• _WHAT THIS TASK INVOLVES_
Please move the lines that run from the one containing "of the black" through the last line, both included, into your reply, keeping every line in full and adding 43 to each coordinate in the answers.

Point placement records:

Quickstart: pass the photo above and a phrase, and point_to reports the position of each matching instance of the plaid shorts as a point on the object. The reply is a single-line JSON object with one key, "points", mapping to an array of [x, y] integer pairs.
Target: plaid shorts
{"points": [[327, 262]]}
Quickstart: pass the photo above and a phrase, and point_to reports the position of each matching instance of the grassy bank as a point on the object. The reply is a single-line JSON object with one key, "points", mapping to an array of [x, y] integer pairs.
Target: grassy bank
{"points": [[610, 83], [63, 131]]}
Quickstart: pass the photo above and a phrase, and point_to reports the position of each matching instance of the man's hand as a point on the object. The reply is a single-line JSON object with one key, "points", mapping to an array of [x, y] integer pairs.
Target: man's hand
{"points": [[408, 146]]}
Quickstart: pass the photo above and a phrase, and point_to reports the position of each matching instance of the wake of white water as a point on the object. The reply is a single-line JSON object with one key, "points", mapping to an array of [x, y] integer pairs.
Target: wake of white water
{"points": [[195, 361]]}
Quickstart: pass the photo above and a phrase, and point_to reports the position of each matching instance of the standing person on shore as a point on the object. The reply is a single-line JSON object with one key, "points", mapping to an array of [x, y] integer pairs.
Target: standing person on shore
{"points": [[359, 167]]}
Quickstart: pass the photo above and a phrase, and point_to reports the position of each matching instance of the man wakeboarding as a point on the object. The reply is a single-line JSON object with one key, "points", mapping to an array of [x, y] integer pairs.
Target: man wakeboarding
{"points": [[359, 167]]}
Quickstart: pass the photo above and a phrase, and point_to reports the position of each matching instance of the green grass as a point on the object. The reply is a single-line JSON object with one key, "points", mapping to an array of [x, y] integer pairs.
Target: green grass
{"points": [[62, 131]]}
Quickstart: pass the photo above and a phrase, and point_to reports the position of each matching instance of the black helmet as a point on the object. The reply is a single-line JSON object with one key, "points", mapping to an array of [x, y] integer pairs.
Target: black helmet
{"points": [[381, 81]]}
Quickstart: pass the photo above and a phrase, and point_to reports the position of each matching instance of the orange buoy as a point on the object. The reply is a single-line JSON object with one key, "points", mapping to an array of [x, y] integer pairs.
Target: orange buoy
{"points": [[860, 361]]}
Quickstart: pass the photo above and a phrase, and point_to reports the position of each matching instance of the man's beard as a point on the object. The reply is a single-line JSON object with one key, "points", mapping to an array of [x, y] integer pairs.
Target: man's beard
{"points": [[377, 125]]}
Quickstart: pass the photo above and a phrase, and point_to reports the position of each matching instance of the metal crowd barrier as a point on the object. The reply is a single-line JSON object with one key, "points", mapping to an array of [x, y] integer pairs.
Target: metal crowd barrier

• _RESULT OF THE EXERCISE_
Quickstart: pass the photo above and a phrase, and point_to reports the position of each matching instance of the black helmet as a point on the object. The reply is a single-line JSON object with one key, "points", mapping to an array of [x, y] integer pairs.
Target: black helmet
{"points": [[424, 124]]}
Quickstart: pass the photo above and a phrase, and point_to reports the position of each matching instance of the orange buoy as a point on the object. The reply is a single-line JSON object with one key, "points", mapping to an array of [x, y] integer pairs.
Target: orange buoy
{"points": [[903, 404]]}
Quickstart: pass the photo above and a phrase, and point_to reports the position of each matching instance of the man's beard as a point on the object. The reply is a single-line JSON object with one key, "points", mapping to an array of [x, y] integer pairs.
Target: man's beard
{"points": [[420, 168]]}
Quickstart: pass the photo above and a phrase, and point_to reports the position of each matching instance of the metal crowd barrier as a point on the object. The reply is a single-line JSON object with one key, "points", mapping to an array of [x, y] integer pairs.
Target: metal crowd barrier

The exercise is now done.